■ What you will do ■
Rewrite the records from their start up to and including the line with "171 92 L 171", changing "mask" to "region" and keeping everything else as it is.

━━━ Records supplied

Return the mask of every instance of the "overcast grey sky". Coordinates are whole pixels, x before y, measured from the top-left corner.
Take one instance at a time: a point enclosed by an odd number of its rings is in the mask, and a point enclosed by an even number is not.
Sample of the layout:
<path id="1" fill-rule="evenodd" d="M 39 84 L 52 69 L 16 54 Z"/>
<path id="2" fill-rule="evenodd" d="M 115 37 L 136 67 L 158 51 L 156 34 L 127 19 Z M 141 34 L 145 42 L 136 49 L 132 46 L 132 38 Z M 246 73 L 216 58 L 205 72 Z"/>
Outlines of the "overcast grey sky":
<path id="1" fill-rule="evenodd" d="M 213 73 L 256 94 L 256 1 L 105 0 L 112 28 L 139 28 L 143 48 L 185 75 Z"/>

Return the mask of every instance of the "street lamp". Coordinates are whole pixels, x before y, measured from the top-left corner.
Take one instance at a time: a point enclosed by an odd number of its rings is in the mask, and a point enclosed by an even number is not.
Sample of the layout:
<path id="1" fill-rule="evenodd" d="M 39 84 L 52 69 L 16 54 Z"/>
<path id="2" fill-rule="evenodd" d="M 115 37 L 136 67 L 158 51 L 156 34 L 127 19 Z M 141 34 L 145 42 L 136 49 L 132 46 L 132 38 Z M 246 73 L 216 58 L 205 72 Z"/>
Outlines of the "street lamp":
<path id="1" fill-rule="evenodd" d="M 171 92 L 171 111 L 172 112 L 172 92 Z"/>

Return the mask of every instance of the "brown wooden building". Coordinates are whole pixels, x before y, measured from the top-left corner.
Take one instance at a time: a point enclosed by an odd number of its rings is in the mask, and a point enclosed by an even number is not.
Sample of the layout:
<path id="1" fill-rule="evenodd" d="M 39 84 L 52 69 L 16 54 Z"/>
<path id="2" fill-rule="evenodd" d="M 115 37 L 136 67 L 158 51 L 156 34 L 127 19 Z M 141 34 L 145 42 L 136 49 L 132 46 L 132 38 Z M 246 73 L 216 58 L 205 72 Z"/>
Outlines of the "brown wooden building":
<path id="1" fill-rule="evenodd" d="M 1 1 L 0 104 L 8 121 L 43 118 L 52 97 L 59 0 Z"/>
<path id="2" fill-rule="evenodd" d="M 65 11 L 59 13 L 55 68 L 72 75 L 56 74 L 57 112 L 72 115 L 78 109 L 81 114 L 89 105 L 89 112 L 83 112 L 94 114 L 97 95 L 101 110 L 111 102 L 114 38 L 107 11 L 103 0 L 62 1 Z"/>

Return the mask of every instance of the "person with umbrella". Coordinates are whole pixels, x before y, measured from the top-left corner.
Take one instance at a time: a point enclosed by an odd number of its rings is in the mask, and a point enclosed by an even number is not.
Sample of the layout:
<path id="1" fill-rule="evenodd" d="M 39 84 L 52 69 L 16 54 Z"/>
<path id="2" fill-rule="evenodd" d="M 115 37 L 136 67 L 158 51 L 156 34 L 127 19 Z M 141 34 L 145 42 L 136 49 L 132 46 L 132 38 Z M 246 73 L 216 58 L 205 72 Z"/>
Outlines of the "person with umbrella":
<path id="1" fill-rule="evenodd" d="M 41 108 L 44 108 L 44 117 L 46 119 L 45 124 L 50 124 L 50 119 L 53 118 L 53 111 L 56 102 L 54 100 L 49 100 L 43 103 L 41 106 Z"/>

━━━━━━

■ Exercise answer ■
Return the region of every instance of the "overcast grey sky". Coordinates are whole pixels, x before y, measured from the top-left corner.
Take one instance at a time: a point enclosed by an odd number of its rings is in the region, and a point enclosed by an even number is not.
Sample of the layout:
<path id="1" fill-rule="evenodd" d="M 39 84 L 52 69 L 16 54 Z"/>
<path id="2" fill-rule="evenodd" d="M 115 37 L 136 67 L 158 51 L 156 34 L 127 19 Z M 141 34 L 145 42 L 136 49 L 132 46 L 132 38 Z M 246 73 L 216 58 L 205 72 Z"/>
Outlines of the "overcast grey sky":
<path id="1" fill-rule="evenodd" d="M 213 73 L 256 94 L 256 1 L 105 0 L 112 28 L 139 28 L 143 48 L 185 75 Z"/>

Return the region of every instance of the "street lamp". Coordinates are whole pixels, x before y, measured from the top-left corner.
Take one instance at a time: a point enclosed by an odd number of its rings is in the region, and a point enclosed by an even number is not.
Sample of the layout:
<path id="1" fill-rule="evenodd" d="M 39 84 L 52 69 L 16 54 Z"/>
<path id="2" fill-rule="evenodd" d="M 115 37 L 136 67 L 158 51 L 156 34 L 127 19 Z M 141 34 L 145 42 L 136 49 L 132 46 L 132 38 Z M 246 73 L 216 58 L 205 72 Z"/>
Outlines of the "street lamp":
<path id="1" fill-rule="evenodd" d="M 171 92 L 171 111 L 172 112 L 172 92 Z"/>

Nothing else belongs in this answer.